WORK REQUIRED ▸
Set down exactly the lines from the one containing "For every instance of the van" through the last line of the data below, and no others.

(Saved entries)
########################################

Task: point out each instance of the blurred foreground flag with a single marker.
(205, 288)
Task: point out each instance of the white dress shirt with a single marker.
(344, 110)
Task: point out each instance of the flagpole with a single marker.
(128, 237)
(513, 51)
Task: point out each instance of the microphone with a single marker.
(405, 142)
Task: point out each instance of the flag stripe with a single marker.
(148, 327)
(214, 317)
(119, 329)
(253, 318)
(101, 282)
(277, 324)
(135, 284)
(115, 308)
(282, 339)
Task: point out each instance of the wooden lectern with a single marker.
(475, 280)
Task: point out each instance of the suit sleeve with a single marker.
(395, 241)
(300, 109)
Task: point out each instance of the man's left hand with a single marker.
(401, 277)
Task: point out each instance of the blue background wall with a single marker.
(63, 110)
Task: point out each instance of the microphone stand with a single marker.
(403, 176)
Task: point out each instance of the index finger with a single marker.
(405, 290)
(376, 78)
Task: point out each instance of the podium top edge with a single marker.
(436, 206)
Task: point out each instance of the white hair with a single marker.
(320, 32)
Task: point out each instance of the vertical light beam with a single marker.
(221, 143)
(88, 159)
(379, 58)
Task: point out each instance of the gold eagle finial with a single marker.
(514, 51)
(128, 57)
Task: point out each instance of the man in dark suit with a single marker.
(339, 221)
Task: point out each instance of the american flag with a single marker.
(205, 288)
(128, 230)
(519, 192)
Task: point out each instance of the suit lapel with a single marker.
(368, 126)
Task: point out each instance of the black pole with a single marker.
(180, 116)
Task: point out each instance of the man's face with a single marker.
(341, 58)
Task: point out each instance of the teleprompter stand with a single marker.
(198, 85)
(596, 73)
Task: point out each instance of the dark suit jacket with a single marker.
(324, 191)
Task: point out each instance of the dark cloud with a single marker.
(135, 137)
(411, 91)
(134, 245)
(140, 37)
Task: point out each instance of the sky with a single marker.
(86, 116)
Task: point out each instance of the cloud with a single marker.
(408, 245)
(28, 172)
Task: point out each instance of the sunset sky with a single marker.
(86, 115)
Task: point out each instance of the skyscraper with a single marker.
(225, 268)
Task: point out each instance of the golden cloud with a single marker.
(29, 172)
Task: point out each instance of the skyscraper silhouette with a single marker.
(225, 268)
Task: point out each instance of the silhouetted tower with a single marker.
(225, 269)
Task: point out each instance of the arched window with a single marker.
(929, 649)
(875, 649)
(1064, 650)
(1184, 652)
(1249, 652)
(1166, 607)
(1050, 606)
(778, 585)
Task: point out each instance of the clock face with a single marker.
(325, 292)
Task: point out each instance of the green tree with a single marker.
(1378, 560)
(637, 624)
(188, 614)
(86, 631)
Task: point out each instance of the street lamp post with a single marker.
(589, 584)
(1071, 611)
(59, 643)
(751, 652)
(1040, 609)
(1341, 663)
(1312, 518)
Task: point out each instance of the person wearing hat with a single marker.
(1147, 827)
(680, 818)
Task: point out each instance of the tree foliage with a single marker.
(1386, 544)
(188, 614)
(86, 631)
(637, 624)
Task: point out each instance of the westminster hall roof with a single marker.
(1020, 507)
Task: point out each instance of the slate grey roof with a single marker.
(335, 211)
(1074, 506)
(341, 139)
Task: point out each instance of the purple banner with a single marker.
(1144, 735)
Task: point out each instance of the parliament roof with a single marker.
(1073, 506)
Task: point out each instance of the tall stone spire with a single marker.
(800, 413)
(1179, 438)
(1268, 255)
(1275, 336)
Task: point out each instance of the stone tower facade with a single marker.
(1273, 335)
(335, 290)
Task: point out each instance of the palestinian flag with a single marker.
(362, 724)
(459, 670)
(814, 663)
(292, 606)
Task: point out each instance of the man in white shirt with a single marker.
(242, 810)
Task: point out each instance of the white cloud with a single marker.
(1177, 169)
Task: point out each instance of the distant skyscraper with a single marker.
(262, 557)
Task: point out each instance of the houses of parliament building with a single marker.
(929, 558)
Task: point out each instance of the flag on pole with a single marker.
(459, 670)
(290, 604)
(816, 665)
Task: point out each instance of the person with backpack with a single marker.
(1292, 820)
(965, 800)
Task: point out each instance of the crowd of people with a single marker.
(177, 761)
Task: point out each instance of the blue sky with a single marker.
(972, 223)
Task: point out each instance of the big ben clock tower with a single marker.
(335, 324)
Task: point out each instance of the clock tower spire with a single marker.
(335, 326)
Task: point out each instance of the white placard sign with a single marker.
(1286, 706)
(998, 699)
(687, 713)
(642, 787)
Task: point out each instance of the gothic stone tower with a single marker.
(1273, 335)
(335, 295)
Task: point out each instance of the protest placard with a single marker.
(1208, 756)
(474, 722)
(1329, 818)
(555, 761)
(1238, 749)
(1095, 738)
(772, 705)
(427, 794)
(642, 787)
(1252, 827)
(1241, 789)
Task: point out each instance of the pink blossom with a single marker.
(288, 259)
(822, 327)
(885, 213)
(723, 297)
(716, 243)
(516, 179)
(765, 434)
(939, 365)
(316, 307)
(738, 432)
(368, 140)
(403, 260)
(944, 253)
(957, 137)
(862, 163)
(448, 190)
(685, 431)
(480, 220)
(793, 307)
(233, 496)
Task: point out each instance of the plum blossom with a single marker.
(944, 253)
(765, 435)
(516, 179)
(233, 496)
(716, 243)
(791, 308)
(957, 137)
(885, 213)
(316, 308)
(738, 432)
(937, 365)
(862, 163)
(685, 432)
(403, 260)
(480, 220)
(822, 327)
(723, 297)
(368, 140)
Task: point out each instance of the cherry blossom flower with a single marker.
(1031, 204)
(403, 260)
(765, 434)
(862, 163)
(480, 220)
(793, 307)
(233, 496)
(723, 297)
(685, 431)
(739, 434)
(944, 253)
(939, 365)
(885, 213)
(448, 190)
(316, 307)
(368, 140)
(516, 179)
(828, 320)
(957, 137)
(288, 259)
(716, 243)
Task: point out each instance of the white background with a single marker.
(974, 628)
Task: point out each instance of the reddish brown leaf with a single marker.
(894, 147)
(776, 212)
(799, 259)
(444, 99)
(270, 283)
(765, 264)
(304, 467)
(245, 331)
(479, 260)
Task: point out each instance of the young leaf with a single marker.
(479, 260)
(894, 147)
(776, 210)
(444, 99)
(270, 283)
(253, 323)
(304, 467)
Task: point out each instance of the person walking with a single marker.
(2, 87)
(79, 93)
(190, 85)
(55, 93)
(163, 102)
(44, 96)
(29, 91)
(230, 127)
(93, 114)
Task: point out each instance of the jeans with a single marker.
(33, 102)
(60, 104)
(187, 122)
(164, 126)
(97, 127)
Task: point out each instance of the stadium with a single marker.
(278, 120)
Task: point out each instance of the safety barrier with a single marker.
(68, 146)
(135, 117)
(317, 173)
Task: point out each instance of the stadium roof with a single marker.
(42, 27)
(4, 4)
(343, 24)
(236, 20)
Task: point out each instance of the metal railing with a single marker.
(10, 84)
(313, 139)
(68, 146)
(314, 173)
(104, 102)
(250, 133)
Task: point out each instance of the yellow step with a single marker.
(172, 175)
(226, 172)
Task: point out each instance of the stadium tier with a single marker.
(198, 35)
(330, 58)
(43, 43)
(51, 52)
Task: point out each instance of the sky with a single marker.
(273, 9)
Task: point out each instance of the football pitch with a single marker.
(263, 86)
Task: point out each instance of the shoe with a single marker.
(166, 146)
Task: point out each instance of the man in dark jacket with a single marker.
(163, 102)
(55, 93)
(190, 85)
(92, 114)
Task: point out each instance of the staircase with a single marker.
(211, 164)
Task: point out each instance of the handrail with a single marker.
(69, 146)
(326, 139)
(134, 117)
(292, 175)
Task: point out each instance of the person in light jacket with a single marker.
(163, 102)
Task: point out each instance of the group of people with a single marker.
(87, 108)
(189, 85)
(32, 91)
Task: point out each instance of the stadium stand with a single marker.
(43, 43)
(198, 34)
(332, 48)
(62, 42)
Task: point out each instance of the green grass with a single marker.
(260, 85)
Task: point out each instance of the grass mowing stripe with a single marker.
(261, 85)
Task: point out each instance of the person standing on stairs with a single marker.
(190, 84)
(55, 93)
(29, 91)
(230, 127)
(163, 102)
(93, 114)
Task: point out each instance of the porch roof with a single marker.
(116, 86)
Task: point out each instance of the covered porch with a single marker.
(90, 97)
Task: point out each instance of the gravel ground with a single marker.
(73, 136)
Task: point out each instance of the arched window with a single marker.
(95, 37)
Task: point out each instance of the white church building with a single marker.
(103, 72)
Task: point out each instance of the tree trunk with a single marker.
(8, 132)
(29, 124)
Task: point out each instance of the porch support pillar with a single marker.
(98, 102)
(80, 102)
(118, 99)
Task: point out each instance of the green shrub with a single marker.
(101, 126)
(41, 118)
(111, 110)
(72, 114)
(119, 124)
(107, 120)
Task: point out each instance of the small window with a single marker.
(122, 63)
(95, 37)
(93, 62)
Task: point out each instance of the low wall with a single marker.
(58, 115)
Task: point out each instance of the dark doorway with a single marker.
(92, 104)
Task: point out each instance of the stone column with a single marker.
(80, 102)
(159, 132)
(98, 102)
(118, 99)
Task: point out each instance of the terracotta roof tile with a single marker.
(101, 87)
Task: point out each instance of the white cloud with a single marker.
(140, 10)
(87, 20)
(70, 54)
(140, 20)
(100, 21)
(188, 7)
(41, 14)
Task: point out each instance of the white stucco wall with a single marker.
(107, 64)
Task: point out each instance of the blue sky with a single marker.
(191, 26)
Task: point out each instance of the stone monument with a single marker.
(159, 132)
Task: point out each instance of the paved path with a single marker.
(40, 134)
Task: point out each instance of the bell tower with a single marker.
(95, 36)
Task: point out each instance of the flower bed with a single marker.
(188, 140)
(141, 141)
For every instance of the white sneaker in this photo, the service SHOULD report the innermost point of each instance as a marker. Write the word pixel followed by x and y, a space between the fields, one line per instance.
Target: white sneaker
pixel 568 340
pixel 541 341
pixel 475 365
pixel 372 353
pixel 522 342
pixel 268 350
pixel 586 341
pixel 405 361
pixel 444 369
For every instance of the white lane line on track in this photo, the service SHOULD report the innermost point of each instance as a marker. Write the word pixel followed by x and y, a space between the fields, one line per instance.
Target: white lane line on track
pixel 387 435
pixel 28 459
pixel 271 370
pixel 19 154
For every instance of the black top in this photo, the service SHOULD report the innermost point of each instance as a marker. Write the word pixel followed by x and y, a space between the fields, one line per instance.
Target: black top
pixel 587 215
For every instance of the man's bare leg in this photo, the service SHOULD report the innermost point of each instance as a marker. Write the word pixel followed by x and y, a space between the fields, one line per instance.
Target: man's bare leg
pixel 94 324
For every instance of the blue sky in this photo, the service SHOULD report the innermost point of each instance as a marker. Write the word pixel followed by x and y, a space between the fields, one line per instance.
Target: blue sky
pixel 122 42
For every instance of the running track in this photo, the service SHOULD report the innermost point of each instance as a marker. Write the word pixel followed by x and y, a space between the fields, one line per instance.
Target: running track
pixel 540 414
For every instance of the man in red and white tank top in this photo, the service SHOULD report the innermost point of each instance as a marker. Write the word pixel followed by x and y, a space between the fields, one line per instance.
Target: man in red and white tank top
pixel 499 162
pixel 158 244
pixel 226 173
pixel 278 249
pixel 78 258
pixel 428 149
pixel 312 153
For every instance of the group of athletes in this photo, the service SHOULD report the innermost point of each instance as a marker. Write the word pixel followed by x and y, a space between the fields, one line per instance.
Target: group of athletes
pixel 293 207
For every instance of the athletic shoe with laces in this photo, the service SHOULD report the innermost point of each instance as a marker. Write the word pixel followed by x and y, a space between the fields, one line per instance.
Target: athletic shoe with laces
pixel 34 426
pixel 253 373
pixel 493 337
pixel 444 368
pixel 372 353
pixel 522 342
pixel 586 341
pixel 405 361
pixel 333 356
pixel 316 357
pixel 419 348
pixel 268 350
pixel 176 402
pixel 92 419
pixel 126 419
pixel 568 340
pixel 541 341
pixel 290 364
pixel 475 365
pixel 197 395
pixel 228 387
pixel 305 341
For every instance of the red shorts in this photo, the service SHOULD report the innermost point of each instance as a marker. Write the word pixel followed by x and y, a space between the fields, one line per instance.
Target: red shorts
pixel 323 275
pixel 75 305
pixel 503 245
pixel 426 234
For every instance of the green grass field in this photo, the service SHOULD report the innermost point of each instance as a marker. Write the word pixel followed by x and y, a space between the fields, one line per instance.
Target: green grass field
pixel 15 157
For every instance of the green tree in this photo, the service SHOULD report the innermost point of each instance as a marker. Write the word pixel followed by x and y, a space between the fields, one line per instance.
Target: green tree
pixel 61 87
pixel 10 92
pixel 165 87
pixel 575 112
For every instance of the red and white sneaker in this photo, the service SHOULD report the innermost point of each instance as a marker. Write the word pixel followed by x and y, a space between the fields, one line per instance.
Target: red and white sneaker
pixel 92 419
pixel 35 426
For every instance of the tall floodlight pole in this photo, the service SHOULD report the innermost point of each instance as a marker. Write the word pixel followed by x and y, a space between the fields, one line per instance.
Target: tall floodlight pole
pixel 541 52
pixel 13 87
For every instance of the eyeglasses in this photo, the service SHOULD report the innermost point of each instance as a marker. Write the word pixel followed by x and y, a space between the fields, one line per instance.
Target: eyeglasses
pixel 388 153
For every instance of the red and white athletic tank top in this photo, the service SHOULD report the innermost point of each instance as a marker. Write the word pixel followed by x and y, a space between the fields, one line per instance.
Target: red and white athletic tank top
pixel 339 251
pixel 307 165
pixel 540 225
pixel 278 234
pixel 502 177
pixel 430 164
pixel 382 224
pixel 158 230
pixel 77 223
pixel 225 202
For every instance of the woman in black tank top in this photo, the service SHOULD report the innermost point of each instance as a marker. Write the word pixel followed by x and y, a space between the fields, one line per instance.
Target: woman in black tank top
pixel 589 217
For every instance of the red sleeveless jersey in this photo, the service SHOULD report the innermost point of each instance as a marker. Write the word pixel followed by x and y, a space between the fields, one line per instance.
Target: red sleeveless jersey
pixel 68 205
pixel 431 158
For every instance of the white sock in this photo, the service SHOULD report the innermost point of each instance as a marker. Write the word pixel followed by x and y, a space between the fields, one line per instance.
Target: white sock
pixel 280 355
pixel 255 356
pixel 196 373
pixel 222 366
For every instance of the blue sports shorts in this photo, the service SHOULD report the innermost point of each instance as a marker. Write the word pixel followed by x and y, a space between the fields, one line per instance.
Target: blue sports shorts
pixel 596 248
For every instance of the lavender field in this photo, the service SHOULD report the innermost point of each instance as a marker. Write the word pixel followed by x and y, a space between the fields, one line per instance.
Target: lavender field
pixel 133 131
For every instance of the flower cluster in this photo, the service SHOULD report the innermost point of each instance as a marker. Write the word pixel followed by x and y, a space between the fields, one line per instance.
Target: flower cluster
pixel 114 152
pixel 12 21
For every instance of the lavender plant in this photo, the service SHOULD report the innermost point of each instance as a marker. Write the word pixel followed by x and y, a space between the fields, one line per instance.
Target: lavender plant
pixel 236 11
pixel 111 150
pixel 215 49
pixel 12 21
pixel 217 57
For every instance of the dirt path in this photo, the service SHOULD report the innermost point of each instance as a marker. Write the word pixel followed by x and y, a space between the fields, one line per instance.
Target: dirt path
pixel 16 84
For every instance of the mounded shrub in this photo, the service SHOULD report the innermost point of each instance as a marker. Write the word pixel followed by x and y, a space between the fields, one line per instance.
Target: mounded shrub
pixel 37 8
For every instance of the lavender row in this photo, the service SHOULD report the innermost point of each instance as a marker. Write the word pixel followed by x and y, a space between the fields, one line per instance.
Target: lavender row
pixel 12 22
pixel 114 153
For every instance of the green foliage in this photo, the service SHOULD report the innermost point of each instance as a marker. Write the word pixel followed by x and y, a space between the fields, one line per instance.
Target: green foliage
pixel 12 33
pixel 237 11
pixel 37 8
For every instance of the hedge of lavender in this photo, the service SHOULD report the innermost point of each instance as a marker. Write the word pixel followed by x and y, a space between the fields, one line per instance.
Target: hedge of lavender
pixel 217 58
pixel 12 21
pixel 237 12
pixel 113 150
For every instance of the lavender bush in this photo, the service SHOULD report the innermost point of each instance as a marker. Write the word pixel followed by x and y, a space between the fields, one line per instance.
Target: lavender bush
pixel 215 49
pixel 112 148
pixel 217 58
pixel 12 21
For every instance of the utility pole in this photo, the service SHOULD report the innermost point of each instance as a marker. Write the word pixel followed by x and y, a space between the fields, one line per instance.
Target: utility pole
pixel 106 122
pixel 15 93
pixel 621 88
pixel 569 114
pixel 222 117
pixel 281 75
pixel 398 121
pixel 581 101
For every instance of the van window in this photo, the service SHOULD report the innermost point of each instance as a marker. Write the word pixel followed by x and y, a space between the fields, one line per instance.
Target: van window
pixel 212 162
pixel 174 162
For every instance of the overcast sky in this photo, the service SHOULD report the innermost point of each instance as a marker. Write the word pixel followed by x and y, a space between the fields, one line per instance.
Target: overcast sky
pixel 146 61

########################################

EXERCISE SOLUTION ▸
For every instance of the van window in this photo, the service SHOULD report the innermost point of each instance as a marker. Write the word pixel followed by x and y, a space between the fields, one line per instance.
Target: van window
pixel 212 162
pixel 174 162
For every instance of the overcast sky in this photo, the service SHOULD report the innermost point of each instance as a marker. Write the word pixel followed by x and y, a space between the fields, one line per instance.
Target: overcast sky
pixel 146 61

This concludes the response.